-- What is required --
Exclude the pictures and retype the entries as written.

-- Records for the exercise --
----------

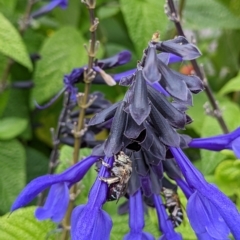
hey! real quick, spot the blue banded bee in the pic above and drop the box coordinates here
[99,151,132,201]
[162,187,183,228]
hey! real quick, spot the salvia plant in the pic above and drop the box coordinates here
[1,0,240,240]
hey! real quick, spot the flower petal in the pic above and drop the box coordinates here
[154,194,182,240]
[124,232,155,240]
[129,69,151,125]
[149,104,180,147]
[31,0,68,18]
[71,205,112,240]
[170,147,240,239]
[231,137,240,159]
[156,36,201,60]
[143,44,161,83]
[88,101,121,126]
[35,182,69,222]
[11,156,98,211]
[187,191,230,239]
[147,84,186,129]
[97,50,132,69]
[104,102,127,156]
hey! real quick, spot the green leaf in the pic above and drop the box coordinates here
[200,149,225,175]
[186,92,208,134]
[120,0,168,56]
[215,160,240,196]
[0,13,32,70]
[219,72,240,95]
[110,214,129,239]
[0,207,56,240]
[184,0,240,29]
[31,26,88,107]
[53,0,81,26]
[0,0,17,12]
[97,3,120,19]
[57,145,92,173]
[0,117,28,140]
[0,140,26,213]
[200,99,240,174]
[26,147,48,183]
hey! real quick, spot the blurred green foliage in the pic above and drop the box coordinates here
[0,0,240,239]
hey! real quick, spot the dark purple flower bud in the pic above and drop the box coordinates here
[157,59,193,104]
[162,158,182,180]
[149,104,180,147]
[104,101,127,156]
[97,50,132,69]
[156,36,201,60]
[129,69,151,125]
[147,85,186,129]
[124,114,145,139]
[142,44,161,83]
[88,101,121,126]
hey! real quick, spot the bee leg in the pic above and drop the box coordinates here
[101,160,111,168]
[99,176,119,185]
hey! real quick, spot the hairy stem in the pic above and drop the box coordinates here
[166,0,229,133]
[61,1,98,239]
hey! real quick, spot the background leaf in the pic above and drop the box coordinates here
[0,117,28,140]
[0,13,32,70]
[200,99,240,174]
[0,207,56,240]
[0,140,26,213]
[31,26,88,107]
[219,71,240,95]
[184,0,240,29]
[120,0,168,56]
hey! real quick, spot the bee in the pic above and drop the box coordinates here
[162,187,183,228]
[99,151,132,202]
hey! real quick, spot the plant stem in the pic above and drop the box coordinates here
[166,0,229,134]
[61,1,98,239]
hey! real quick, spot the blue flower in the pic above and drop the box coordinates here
[123,190,154,240]
[11,155,100,222]
[170,147,240,240]
[187,191,230,240]
[71,156,113,240]
[31,0,68,19]
[153,194,182,240]
[189,127,240,159]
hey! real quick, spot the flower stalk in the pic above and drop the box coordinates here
[61,0,99,239]
[166,0,229,134]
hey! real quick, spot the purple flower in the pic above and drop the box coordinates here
[187,191,230,240]
[153,194,182,240]
[123,190,154,240]
[35,51,132,109]
[71,156,113,240]
[170,147,240,239]
[11,155,100,222]
[31,0,68,19]
[189,127,240,159]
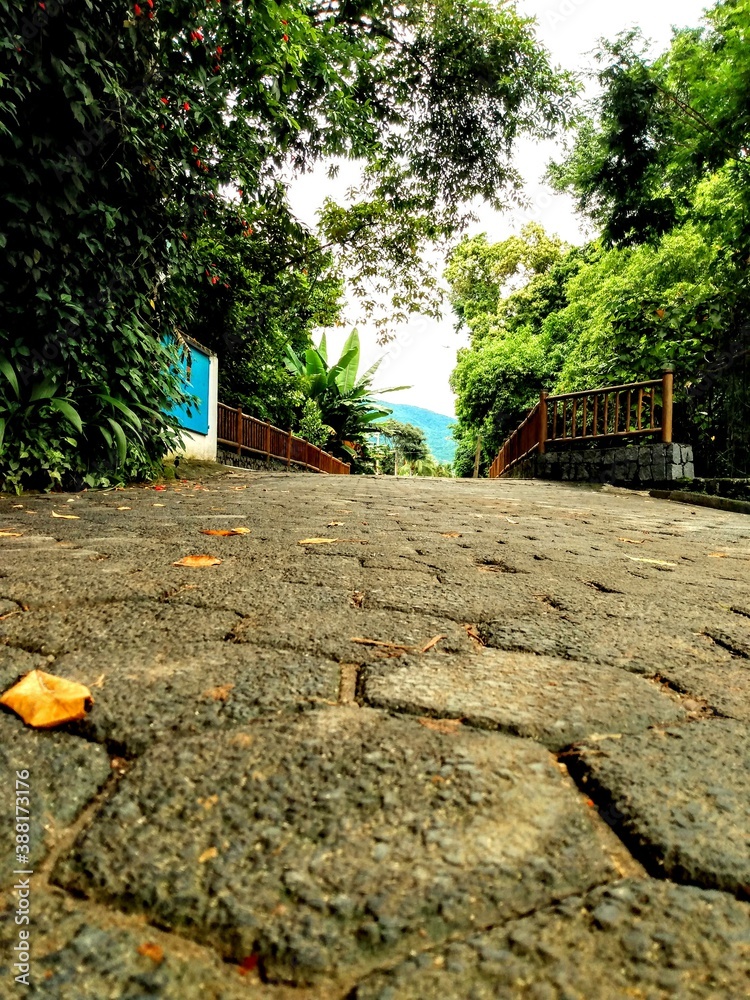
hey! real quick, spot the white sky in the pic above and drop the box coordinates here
[289,0,711,417]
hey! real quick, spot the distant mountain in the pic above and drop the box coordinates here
[372,400,456,464]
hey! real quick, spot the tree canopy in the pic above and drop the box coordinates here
[0,0,572,490]
[450,0,750,478]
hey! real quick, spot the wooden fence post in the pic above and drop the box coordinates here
[473,436,482,479]
[236,406,243,456]
[662,366,674,444]
[265,420,271,467]
[286,430,292,469]
[538,391,548,455]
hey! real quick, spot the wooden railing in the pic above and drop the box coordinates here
[217,403,350,474]
[489,370,674,479]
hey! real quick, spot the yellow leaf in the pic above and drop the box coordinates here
[198,846,218,864]
[0,670,93,728]
[51,511,80,519]
[173,554,222,568]
[117,506,131,511]
[0,531,22,537]
[200,528,250,537]
[298,538,338,545]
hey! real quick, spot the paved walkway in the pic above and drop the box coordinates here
[1,471,749,998]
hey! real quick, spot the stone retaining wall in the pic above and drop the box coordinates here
[506,442,694,487]
[217,448,307,473]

----------

-- Finished task --
hey! real quick, spot the blue banded bee in the pic above and drop the box coordinates here
[99,151,132,201]
[162,187,183,228]
hey! real quick, spot the salvia plant in the pic above and drop the box coordinates here
[1,0,240,240]
hey! real quick, spot the flower petal in the pic above and drop the box coordinates here
[154,194,182,240]
[124,232,155,240]
[129,69,151,125]
[149,104,180,147]
[31,0,68,18]
[71,205,112,240]
[170,147,240,239]
[231,137,240,159]
[156,36,201,60]
[143,44,161,83]
[88,101,121,126]
[35,182,69,222]
[11,156,98,211]
[187,191,230,239]
[147,84,186,129]
[97,50,132,69]
[104,102,127,156]
hey! real quick, spot the green leaf in the pic above and drop the box coordinates here
[200,149,225,175]
[186,92,208,134]
[120,0,168,56]
[215,160,240,196]
[0,13,32,70]
[219,72,240,95]
[110,214,129,239]
[0,207,56,240]
[184,0,240,29]
[31,26,88,107]
[53,0,81,26]
[0,0,17,12]
[97,3,120,19]
[57,145,92,173]
[0,117,28,140]
[0,140,26,213]
[200,99,240,174]
[26,147,48,183]
hey! real quick, spot the blurred green foliage in the pic above and drop the box coordinates here
[0,0,240,239]
hey! real quick, spot the dark purple flower bud in the pic above and drop the box coordinates here
[157,59,193,104]
[162,158,182,180]
[149,104,180,147]
[104,101,127,156]
[97,50,132,69]
[156,36,201,60]
[129,69,151,125]
[147,85,186,129]
[124,114,145,139]
[142,44,161,83]
[88,101,121,126]
hey! real quick, spot the bee leg in the pic above and drop the box coordinates here
[101,160,111,168]
[99,176,119,185]
hey! real quick, spot the hairy stem in the pic above and drop the box coordinates here
[166,0,229,133]
[61,1,98,239]
hey! real quick, spot the background leaf in the pic above and drop the box coordinates here
[0,117,28,140]
[0,13,32,70]
[200,99,240,174]
[0,207,56,240]
[0,140,26,213]
[31,26,88,107]
[219,71,240,95]
[184,0,240,29]
[120,0,168,56]
hey! real quick, spot the bee in the pic above and drop the box coordinates here
[162,187,183,228]
[99,151,132,202]
hey! real quick, spot the plant stem in the pic above and drop the box coordinates here
[166,0,229,134]
[61,1,98,239]
hey! real quick, spot the blue flower in the pic above and drop the box coordinates here
[123,190,154,240]
[11,155,100,222]
[170,147,240,240]
[187,191,230,240]
[71,156,113,240]
[31,0,68,19]
[153,194,182,240]
[189,127,240,159]
hey! real quick, spot the flower stalk in the pic above and drop the box coordinates here
[61,0,99,239]
[166,0,229,134]
hey! real quick, spot the purple flower in the pic above and drop the box coordinates here
[187,191,230,240]
[153,194,182,240]
[123,190,154,240]
[35,51,132,109]
[71,156,113,240]
[170,147,240,239]
[11,155,100,222]
[31,0,68,19]
[189,127,240,159]
hey! real quick, spot the white sky in the pic above and drop the box coordinates here
[289,0,711,417]
hey! real quick, spot the distant mountain in the pic above and drop the box coordinates here
[372,400,456,464]
hey! real quick, spot the tree canopy in the pic above and drop the box coordinates here
[0,0,572,490]
[450,0,750,478]
hey! real quick, spot the wooden fence post in the pic above and drop the box coordinates here
[473,436,482,479]
[236,406,243,456]
[662,366,674,444]
[265,420,271,467]
[286,430,292,469]
[538,391,548,455]
hey! real quick, spot the wooden railing in the pic above and drop the box coordinates here
[217,403,350,474]
[489,370,674,479]
hey! real quick, spot the yellow leaf in the pic above and drop the box coordinates here
[198,846,218,864]
[0,670,93,728]
[51,511,80,519]
[173,554,222,568]
[117,506,131,511]
[0,531,22,537]
[200,528,250,537]
[298,538,338,545]
hey! real quick, spot the paved walkway in the pic above and drop the box coordinates here
[1,471,749,998]
hey! real quick, spot the stone retaining wall in the pic above and drop the box coordinates here
[506,442,694,487]
[217,448,307,473]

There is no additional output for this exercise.